#### [SET TASK]
Rewrite the material below, replacing "single point" with "one point" and leaving everything else unchanged.

(Object point labels)
/---
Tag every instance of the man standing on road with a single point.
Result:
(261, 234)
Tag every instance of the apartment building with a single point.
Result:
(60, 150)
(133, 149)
\---
#### [WRITTEN REPLY]
Tag every instance of the man standing on road with a one point.
Result:
(261, 234)
Tag every instance of the apartment building with a one point.
Result:
(60, 150)
(133, 149)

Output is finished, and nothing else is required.